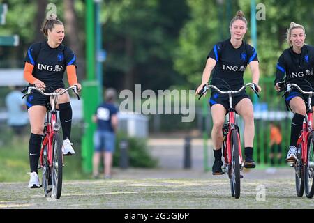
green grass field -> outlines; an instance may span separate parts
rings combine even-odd
[[[25,183],[1,183],[0,208],[314,208],[313,199],[297,197],[292,180],[241,183],[241,197],[235,199],[227,178],[67,180],[58,200]],[[265,196],[258,201],[260,185]]]

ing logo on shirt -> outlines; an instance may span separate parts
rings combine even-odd
[[[38,63],[37,68],[38,70],[47,70],[47,71],[61,72],[63,70],[63,67],[57,64],[54,66],[54,67],[52,65],[45,65],[45,64]]]
[[[243,52],[241,54],[241,59],[244,61],[246,61],[246,54]]]
[[[64,59],[64,56],[63,54],[59,54],[57,56],[58,61],[62,61]]]
[[[306,63],[308,63],[308,54],[306,54],[306,55],[304,56],[304,61],[305,61]]]

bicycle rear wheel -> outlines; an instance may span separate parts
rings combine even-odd
[[[52,138],[52,195],[59,199],[62,190],[62,146],[57,132],[54,132]]]
[[[231,132],[231,196],[234,198],[240,197],[240,157],[239,155],[238,132],[237,130]]]
[[[301,150],[298,148],[297,151],[297,161],[294,164],[295,189],[297,197],[302,197],[304,192],[304,169],[301,161]]]
[[[304,187],[306,196],[312,198],[314,195],[314,132],[311,132],[308,139],[306,166],[304,167]]]
[[[51,197],[51,191],[52,191],[52,178],[51,178],[51,169],[48,164],[47,153],[47,146],[45,146],[43,157],[43,169],[42,184],[45,192],[45,197]]]

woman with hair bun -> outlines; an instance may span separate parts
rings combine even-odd
[[[76,56],[72,50],[64,46],[64,26],[56,15],[45,20],[41,31],[47,40],[36,43],[29,48],[25,56],[24,78],[46,93],[59,91],[64,89],[63,77],[66,70],[68,81],[70,86],[81,85],[76,75]],[[29,144],[31,178],[29,187],[39,187],[37,166],[40,157],[40,144],[43,134],[43,127],[46,114],[46,103],[49,97],[35,91],[27,99],[27,106],[31,123],[31,137]],[[72,108],[68,93],[58,96],[56,108],[60,111],[60,121],[62,126],[63,155],[75,153],[70,141],[71,131]]]
[[[282,90],[278,82],[285,77],[287,82],[299,85],[303,91],[313,91],[314,47],[304,43],[306,34],[304,27],[301,24],[292,22],[286,34],[286,41],[290,47],[285,49],[279,56],[274,82],[275,89],[277,91]],[[292,91],[285,94],[285,100],[287,109],[290,109],[294,113],[286,160],[294,162],[297,160],[297,142],[308,107],[308,95],[303,95],[298,91]],[[313,98],[312,103],[314,105]],[[312,107],[312,109],[314,109],[314,107]]]
[[[246,33],[248,22],[242,11],[238,11],[230,22],[231,37],[216,44],[207,56],[207,61],[203,71],[202,84],[196,90],[198,93],[204,84],[207,84],[214,70],[211,84],[222,91],[237,91],[244,84],[244,72],[248,64],[252,72],[252,82],[255,89],[260,91],[258,86],[260,79],[259,63],[254,47],[243,41]],[[254,139],[254,118],[253,104],[245,91],[232,98],[233,107],[244,121],[244,167],[254,168],[255,162],[253,159]],[[225,116],[229,109],[228,96],[211,91],[209,100],[213,119],[211,138],[215,160],[212,168],[214,175],[223,174],[221,166],[221,147],[223,141],[222,128]]]

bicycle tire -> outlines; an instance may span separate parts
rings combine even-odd
[[[304,167],[304,189],[307,198],[312,198],[314,195],[314,132],[308,135],[306,150],[308,157],[306,166]],[[312,183],[312,185],[310,185]]]
[[[297,161],[294,164],[295,189],[297,191],[297,196],[299,197],[302,197],[304,192],[304,169],[301,157],[301,154],[300,153],[297,153]]]
[[[50,175],[50,167],[48,164],[48,160],[47,157],[47,146],[45,146],[44,150],[45,150],[45,154],[43,155],[43,178],[42,178],[42,185],[43,188],[44,190],[45,197],[51,197],[51,190],[52,190],[52,179]]]
[[[232,163],[230,171],[232,178],[230,179],[231,187],[233,191],[232,197],[236,199],[240,197],[240,157],[239,155],[239,135],[236,130],[231,132],[231,153]],[[233,196],[234,195],[234,196]]]
[[[62,190],[62,146],[57,132],[52,137],[52,194],[55,199],[59,199]]]

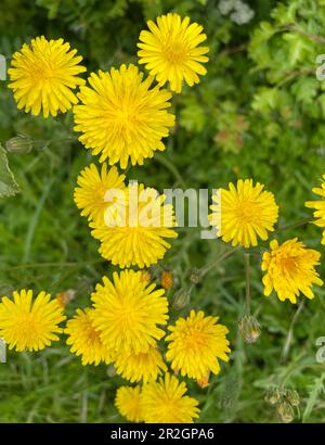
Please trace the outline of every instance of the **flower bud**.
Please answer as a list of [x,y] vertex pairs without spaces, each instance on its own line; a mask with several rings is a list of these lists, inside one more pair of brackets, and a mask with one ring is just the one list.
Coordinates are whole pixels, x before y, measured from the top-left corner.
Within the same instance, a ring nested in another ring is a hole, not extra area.
[[251,315],[244,315],[238,321],[240,335],[246,343],[255,343],[261,334],[258,320]]
[[210,379],[210,372],[207,372],[206,376],[203,379],[197,380],[197,384],[199,387],[205,389],[209,386],[209,379]]
[[115,377],[116,376],[116,369],[115,369],[114,365],[109,365],[107,367],[107,376],[108,377]]
[[190,303],[190,294],[185,289],[180,289],[179,291],[176,292],[173,302],[172,302],[172,307],[176,310],[183,309],[187,304]]
[[285,390],[285,398],[291,406],[299,406],[300,397],[296,390]]
[[192,284],[198,284],[199,283],[199,270],[197,268],[194,268],[191,272],[190,276],[190,281],[192,282]]
[[281,400],[282,394],[278,387],[271,387],[268,390],[265,394],[265,402],[268,402],[271,405],[275,405]]
[[55,295],[56,302],[64,309],[76,296],[76,291],[74,289],[68,289],[67,291],[60,292]]
[[282,402],[277,406],[277,414],[283,423],[290,423],[295,419],[295,411],[288,402]]
[[29,153],[32,150],[32,139],[27,135],[18,135],[5,142],[5,149],[13,154]]
[[161,274],[161,287],[168,291],[168,289],[172,288],[173,279],[172,274],[169,270],[164,270]]

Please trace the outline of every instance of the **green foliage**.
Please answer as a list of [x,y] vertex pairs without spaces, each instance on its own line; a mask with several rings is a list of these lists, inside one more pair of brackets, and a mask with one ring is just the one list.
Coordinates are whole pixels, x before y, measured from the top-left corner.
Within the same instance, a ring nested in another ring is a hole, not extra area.
[[[9,61],[31,37],[63,37],[83,55],[89,72],[108,69],[136,62],[146,20],[169,11],[188,14],[208,36],[208,74],[173,98],[177,128],[167,151],[143,167],[129,168],[128,178],[162,190],[217,188],[251,177],[274,192],[278,226],[297,223],[311,216],[304,201],[313,199],[311,189],[324,174],[325,81],[316,79],[315,61],[325,48],[325,1],[249,2],[255,16],[244,25],[222,15],[218,3],[2,0],[0,53]],[[0,81],[0,142],[27,135],[34,147],[30,153],[10,154],[22,192],[0,200],[0,293],[30,287],[55,295],[74,289],[68,315],[87,306],[95,283],[112,274],[73,202],[76,177],[91,157],[72,129],[72,113],[46,120],[17,111],[6,82]],[[0,194],[17,191],[4,156],[1,149]],[[221,242],[202,240],[199,230],[180,229],[164,262],[152,270],[158,283],[164,267],[173,271],[170,302],[180,288],[190,287],[193,268],[209,265],[223,252]],[[322,249],[320,229],[311,225],[274,236],[281,241],[298,236]],[[266,247],[261,244],[261,252]],[[296,421],[324,422],[325,368],[315,361],[315,340],[325,335],[325,293],[317,290],[306,302],[287,343],[297,308],[262,295],[258,250],[251,275],[252,312],[262,330],[255,344],[244,344],[237,331],[245,293],[242,251],[196,284],[188,306],[172,309],[173,320],[190,307],[202,308],[230,329],[231,361],[208,389],[191,384],[191,394],[200,400],[200,421],[278,421],[264,394],[284,385],[300,395],[302,419],[296,416]],[[285,344],[289,347],[282,360]],[[108,377],[105,366],[82,367],[63,342],[44,354],[9,353],[9,363],[0,365],[0,421],[122,421],[113,405],[122,382]]]

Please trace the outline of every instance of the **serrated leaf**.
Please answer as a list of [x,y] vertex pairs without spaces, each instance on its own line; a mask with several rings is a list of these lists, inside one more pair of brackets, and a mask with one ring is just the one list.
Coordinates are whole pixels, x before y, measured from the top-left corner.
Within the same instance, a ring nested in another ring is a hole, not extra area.
[[9,167],[5,150],[0,144],[0,198],[13,196],[20,191],[20,186]]

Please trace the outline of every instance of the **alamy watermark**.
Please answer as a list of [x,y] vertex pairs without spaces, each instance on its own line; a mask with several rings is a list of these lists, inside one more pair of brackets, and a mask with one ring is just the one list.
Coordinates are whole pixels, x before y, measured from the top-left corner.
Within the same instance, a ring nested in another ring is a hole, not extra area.
[[0,80],[6,80],[6,59],[0,54]]
[[6,363],[6,344],[0,336],[0,364]]
[[136,180],[130,181],[127,190],[106,191],[104,224],[107,227],[170,228],[176,219],[178,228],[200,227],[202,239],[216,239],[216,228],[221,225],[221,190],[213,189],[212,195],[214,204],[217,201],[216,212],[209,211],[208,189],[164,189],[159,195],[155,189],[143,188]]
[[317,364],[324,364],[325,363],[325,336],[320,336],[316,340],[316,346],[318,346],[318,349],[316,352],[316,361]]

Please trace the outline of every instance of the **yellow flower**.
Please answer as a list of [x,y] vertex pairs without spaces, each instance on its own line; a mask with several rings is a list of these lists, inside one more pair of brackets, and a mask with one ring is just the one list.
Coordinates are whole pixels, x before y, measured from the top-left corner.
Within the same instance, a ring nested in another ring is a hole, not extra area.
[[129,422],[141,422],[140,386],[120,386],[116,392],[115,406]]
[[72,90],[84,84],[78,74],[86,72],[79,65],[82,58],[76,53],[63,39],[49,41],[42,36],[32,39],[30,46],[24,43],[8,69],[12,81],[8,87],[14,91],[17,107],[49,117],[76,104],[78,99]]
[[155,150],[165,150],[161,138],[174,125],[174,115],[166,110],[171,93],[158,86],[151,88],[153,80],[143,80],[131,64],[110,73],[92,73],[91,88],[80,88],[81,104],[74,107],[75,130],[82,132],[79,140],[87,149],[101,154],[101,162],[108,158],[110,165],[119,162],[126,168],[129,157],[132,165],[142,165]]
[[172,230],[173,207],[165,204],[165,195],[143,185],[131,183],[126,194],[125,206],[117,204],[115,208],[119,218],[91,223],[91,234],[102,243],[100,254],[113,265],[148,267],[170,247],[165,239],[178,236]]
[[264,186],[252,179],[239,179],[237,187],[229,185],[229,190],[220,189],[212,196],[216,204],[210,206],[211,226],[218,237],[232,245],[249,247],[258,244],[258,237],[266,240],[268,231],[274,230],[278,207],[274,195],[263,191]]
[[92,321],[103,343],[120,353],[147,353],[165,335],[157,326],[168,320],[164,289],[146,285],[141,271],[134,270],[114,272],[113,282],[106,277],[103,282],[91,295]]
[[100,332],[92,325],[93,310],[90,307],[76,310],[74,318],[66,323],[65,333],[69,335],[66,343],[72,345],[72,353],[81,356],[83,366],[96,366],[101,361],[108,365],[112,361],[112,352],[103,345]]
[[286,298],[297,303],[300,292],[308,298],[313,298],[313,284],[322,285],[314,266],[318,265],[321,254],[298,241],[297,238],[278,245],[276,240],[270,243],[271,252],[264,252],[262,270],[264,295],[270,295],[273,289],[283,302]]
[[[309,208],[314,208],[314,218],[316,220],[314,224],[318,227],[325,227],[325,175],[323,175],[324,182],[321,187],[315,187],[312,189],[313,193],[322,198],[318,201],[307,201],[306,206]],[[325,244],[325,230],[323,230],[322,244]]]
[[218,358],[229,360],[227,329],[217,323],[218,317],[205,317],[199,310],[191,310],[190,316],[179,318],[176,326],[169,326],[171,333],[166,338],[168,351],[167,360],[171,368],[181,376],[191,379],[205,380],[209,372],[220,371]]
[[41,351],[58,340],[58,323],[65,320],[56,300],[46,292],[32,298],[32,291],[13,292],[13,301],[6,296],[0,303],[0,336],[15,351]]
[[126,188],[125,175],[119,175],[116,167],[107,168],[107,164],[102,165],[99,171],[94,164],[90,164],[78,176],[79,187],[75,188],[75,203],[81,208],[81,216],[87,216],[89,220],[95,219],[104,224],[105,212],[109,202],[105,200],[106,193],[113,189]]
[[146,423],[193,423],[198,402],[184,395],[187,387],[169,373],[142,389],[142,416]]
[[140,34],[139,63],[145,64],[160,86],[169,81],[172,91],[181,92],[183,80],[190,87],[198,84],[198,74],[207,73],[202,63],[209,60],[204,55],[209,48],[199,47],[207,39],[203,27],[172,13],[157,17],[156,23],[148,21],[147,26],[150,31]]
[[117,352],[114,355],[114,366],[116,372],[129,380],[131,383],[143,380],[147,383],[156,380],[160,370],[167,371],[161,354],[155,346],[151,346],[146,353]]

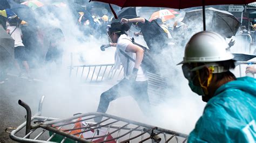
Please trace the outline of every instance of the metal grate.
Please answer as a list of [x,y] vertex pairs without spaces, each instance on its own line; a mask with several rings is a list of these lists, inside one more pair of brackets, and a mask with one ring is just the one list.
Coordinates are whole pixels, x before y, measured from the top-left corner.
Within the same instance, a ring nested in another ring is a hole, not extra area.
[[[30,128],[23,123],[11,132],[11,139],[31,142],[185,142],[187,138],[183,133],[105,113],[91,112],[56,119],[40,116],[42,104],[39,109],[36,115],[28,116],[31,119],[31,123],[28,124]],[[99,117],[103,120],[95,123],[94,119]]]

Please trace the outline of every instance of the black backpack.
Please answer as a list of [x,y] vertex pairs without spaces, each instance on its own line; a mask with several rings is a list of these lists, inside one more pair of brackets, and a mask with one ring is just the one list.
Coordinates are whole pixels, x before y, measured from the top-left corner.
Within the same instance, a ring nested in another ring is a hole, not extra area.
[[[133,38],[132,38],[131,39],[126,39],[131,41],[131,42],[132,42],[133,44],[140,47],[144,49],[144,53],[143,55],[143,59],[142,60],[142,65],[140,65],[142,69],[143,69],[143,71],[144,72],[157,73],[158,69],[157,68],[157,65],[155,61],[152,58],[152,56],[151,54],[150,53],[150,50],[147,48],[136,42],[134,41],[134,39]],[[135,62],[134,59],[131,58],[129,55],[128,55],[126,53],[125,53],[125,52],[124,52],[123,51],[121,50],[120,49],[119,49],[119,50],[121,54],[122,54],[123,55],[124,55],[125,57],[127,58],[127,65],[129,65],[129,64],[130,60],[131,60],[132,61]],[[128,68],[127,68],[127,69],[128,70]],[[126,73],[127,72],[127,71],[126,71]]]

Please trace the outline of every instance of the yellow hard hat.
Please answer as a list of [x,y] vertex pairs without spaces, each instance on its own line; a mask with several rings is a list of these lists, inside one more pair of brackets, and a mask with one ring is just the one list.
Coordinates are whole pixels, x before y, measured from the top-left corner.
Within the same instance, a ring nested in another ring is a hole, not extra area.
[[106,15],[104,15],[102,17],[102,20],[103,20],[105,22],[107,22],[109,20],[109,17],[107,17]]

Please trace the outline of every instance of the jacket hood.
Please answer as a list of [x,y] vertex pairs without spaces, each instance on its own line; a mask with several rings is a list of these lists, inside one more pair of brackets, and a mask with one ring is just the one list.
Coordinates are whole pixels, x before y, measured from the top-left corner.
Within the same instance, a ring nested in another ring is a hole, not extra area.
[[256,79],[247,76],[237,78],[236,80],[229,82],[219,87],[215,92],[214,95],[227,89],[239,89],[256,96]]

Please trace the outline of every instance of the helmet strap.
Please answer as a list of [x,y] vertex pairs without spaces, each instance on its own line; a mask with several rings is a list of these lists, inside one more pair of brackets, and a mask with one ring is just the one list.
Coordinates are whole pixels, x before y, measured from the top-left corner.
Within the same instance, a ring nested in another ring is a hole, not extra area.
[[201,78],[200,77],[200,76],[199,76],[199,71],[198,70],[197,70],[197,74],[198,77],[198,80],[199,81],[200,85],[203,89],[205,95],[208,95],[208,94],[207,88],[208,88],[208,87],[209,87],[210,84],[212,82],[212,73],[213,73],[213,71],[214,71],[214,67],[211,66],[211,67],[210,67],[209,68],[207,68],[207,69],[209,71],[210,74],[209,74],[208,77],[207,77],[206,86],[204,85],[204,84],[205,83],[205,81],[203,83],[202,83],[202,81],[201,80]]

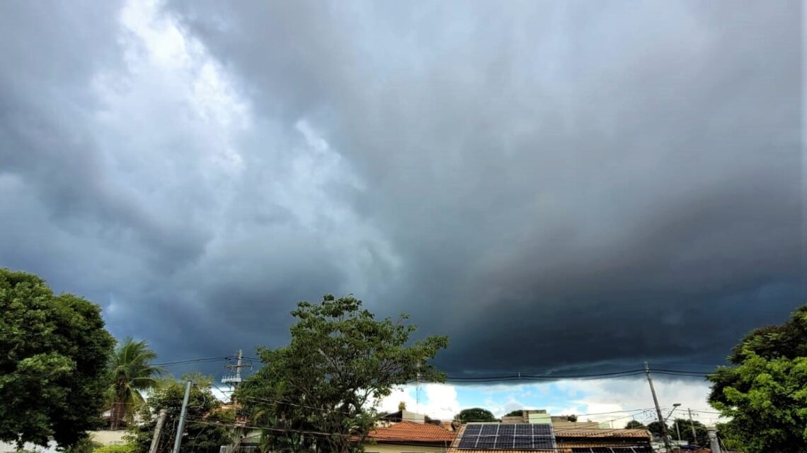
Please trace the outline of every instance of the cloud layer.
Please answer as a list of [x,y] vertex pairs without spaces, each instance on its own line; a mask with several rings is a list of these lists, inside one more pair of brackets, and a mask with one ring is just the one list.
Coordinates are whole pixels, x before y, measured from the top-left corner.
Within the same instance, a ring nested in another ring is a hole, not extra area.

· · ·

Task statement: Copy out the lines word for word, starting at the line that contains "Please trace the outline of every instance of the cloud" and ending with the last line, with both ends included.

Final result:
Please trace the outline of every instance of the cloud layer.
Please answer as a list of [x,y] vertex pairs without spaces, each instance on its own line; a mask with several rings is a list of these lists, inside one more pair of brackets, and a mask with one ring is just the one list.
Coordinates are whole pixels, x before y, measured from the top-left corner.
Within the same instance, a ring nested in another ring is a hole, not extra area.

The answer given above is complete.